=== TEXTAUSZUG ===

◇ ◇ ◇ ◇ ◇

Im Vorlauf des Bundestagswahl soll der fiktive „Flyerservice Hahn“ von der extrem rechten Partei den Auftrag erhalten haben, mehrere Millionen AfD-Wahlkampfflyer für die Bundestagswahl unter die Wäh­le­r*in­nen zu bringen. Anstatt das Material zu verteilen, habe das ZPS die fünf Millionen Flyer von verschiedenen Kreisverbänden der Partei allerdings nur eingesammelt, um sie später zu entsorgen. Die Künst­le­r*in­nen sprachen von etwa 30 Tonnen Werbematerial, das sie bei einem Unternehmen für Aktenvernichtung geschreddert hätten. Die AfD kündigte damals eine Anzeige an.

◇ ◇ ◇ ◇ ◇

=== BEREITGESTELLTE ZEILEN ===
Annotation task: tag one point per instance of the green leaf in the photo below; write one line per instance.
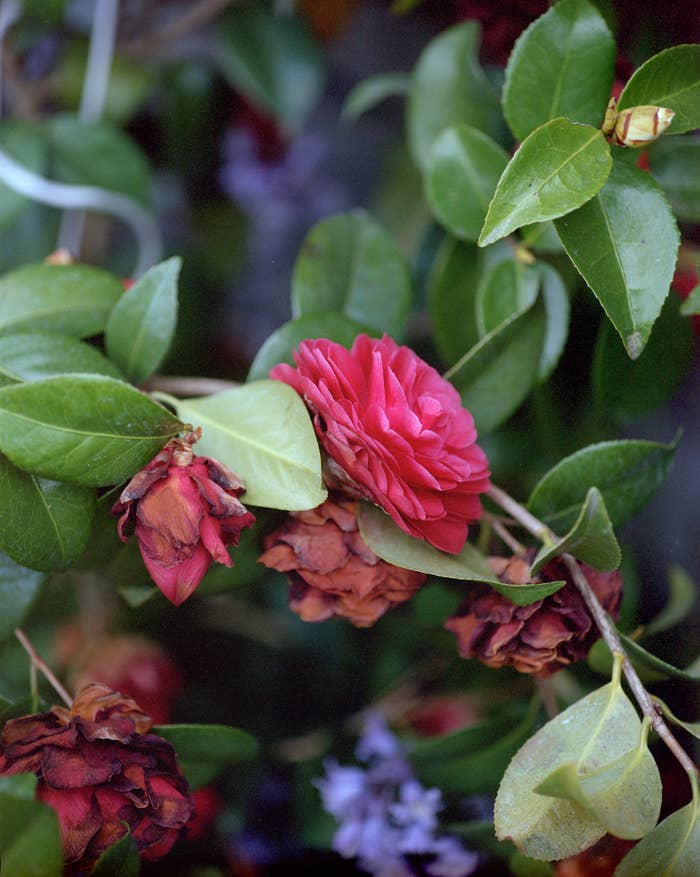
(44, 525)
(396, 547)
(284, 341)
(506, 289)
(372, 91)
(592, 734)
(273, 60)
(24, 143)
(84, 429)
(142, 323)
(558, 168)
(203, 751)
(464, 166)
(496, 375)
(98, 154)
(672, 849)
(591, 539)
(65, 299)
(281, 468)
(562, 65)
(349, 263)
(681, 599)
(19, 588)
(31, 356)
(629, 388)
(670, 79)
(624, 244)
(624, 796)
(479, 769)
(627, 473)
(30, 843)
(119, 860)
(557, 310)
(673, 165)
(449, 68)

◇ ◇ ◇ ◇ ◇

=== ZIEL DER AUFGABE ===
Gib den Textauszug zur AfD-Flyeraktion wörtlich wieder, beginnend mit „Im Vorlauf des“ und fortlaufend bis einschließlich „eine Anzeige an.“.

=== LÖSUNG DER AUFGABE ===
Im Vorlauf des Bundestagswahl soll der fiktive „Flyerservice Hahn“ von der extrem rechten Partei den Auftrag erhalten haben, mehrere Millionen AfD-Wahlkampfflyer für die Bundestagswahl unter die Wäh­le­r*in­nen zu bringen. Anstatt das Material zu verteilen, habe das ZPS die fünf Millionen Flyer von verschiedenen Kreisverbänden der Partei allerdings nur eingesammelt, um sie später zu entsorgen. Die Künst­le­r*in­nen sprachen von etwa 30 Tonnen Werbematerial, das sie bei einem Unternehmen für Aktenvernichtung geschreddert hätten. Die AfD kündigte damals eine Anzeige an.